- Directed by: Paddy Breathnach
- Written by: Conor McPherson
- Produced by: Robert Walpole
- Starring: Peter McDonald; Brendan Gleeson;
- Cinematography: Cian de Buitléar
- Edited by: Emer Reynolds
- Music by: Dario Marianelli
- Production companies: Artisan Entertainment BBC Films Irish Film Board Raidió Teilifís Éireann Easkel Media Treasure Entertainment Shooting Gallery
- Distributed by: Buena Vista International (Ireland/United Kingdom) Artisan Entertainment (United States)
- Release dates: 3 October 1997 (Ireland); 26 January 1998 (United Kingdom); 24 June 1998 (United States);
- Running time: 107 minutes
- Countries: Ireland United Kingdom United States
- Language: English

= I Went Down =

I Went Down is a 1997 Irish crime comedy film by director Paddy Breathnach.

» JOB 1:
In the film overview, who is credited with the music for I Went Down?

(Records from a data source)
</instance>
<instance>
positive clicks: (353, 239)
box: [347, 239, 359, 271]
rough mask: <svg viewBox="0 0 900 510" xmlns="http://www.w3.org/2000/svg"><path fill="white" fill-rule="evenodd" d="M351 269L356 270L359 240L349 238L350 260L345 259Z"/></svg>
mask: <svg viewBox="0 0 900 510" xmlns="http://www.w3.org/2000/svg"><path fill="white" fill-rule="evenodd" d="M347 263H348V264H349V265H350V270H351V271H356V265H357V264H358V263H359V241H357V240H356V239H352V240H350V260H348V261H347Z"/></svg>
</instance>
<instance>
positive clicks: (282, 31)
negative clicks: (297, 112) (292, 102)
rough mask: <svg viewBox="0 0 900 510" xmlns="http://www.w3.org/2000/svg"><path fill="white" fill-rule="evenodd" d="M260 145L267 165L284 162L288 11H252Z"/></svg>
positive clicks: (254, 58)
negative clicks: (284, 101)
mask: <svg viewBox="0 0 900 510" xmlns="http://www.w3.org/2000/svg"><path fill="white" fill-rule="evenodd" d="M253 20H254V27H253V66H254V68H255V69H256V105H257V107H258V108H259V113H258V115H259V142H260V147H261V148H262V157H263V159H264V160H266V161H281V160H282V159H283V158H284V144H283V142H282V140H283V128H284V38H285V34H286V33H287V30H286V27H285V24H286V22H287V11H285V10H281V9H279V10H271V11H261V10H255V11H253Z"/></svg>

» JOB 2:
Turn the rows, from the line containing "269L356 270L359 240L349" through the end of the rows, into a JSON list of strings with one string per line and blank lines omitted.

» PROBLEM SOLUTION 1:
Dario Marianelli

» PROBLEM SOLUTION 2:
[
  "rough mask: <svg viewBox=\"0 0 900 510\" xmlns=\"http://www.w3.org/2000/svg\"><path fill=\"white\" fill-rule=\"evenodd\" d=\"M351 269L356 270L359 240L349 238L350 260L345 259Z\"/></svg>",
  "mask: <svg viewBox=\"0 0 900 510\" xmlns=\"http://www.w3.org/2000/svg\"><path fill=\"white\" fill-rule=\"evenodd\" d=\"M347 263H348V264H349V265H350V270H351V271H356V265H357V264H358V263H359V241H357V240H356V239H352V240H350V260H348V261H347Z\"/></svg>",
  "</instance>",
  "<instance>",
  "positive clicks: (282, 31)",
  "negative clicks: (297, 112) (292, 102)",
  "rough mask: <svg viewBox=\"0 0 900 510\" xmlns=\"http://www.w3.org/2000/svg\"><path fill=\"white\" fill-rule=\"evenodd\" d=\"M260 145L267 165L284 162L288 11H252Z\"/></svg>",
  "positive clicks: (254, 58)",
  "negative clicks: (284, 101)",
  "mask: <svg viewBox=\"0 0 900 510\" xmlns=\"http://www.w3.org/2000/svg\"><path fill=\"white\" fill-rule=\"evenodd\" d=\"M253 20H254V27H253V66H254V68H255V69H256V105H257V107H258V108H259V113H258V115H259V142H260V147H261V148H262V157H263V159H264V160H266V161H281V160H282V159H283V158H284V144H283V142H282V140H283V128H284V38H285V34H286V33H287V30H286V27H285V24H286V22H287V11H285V10H281V9H279V10H271V11H261V10H255V11H253Z\"/></svg>"
]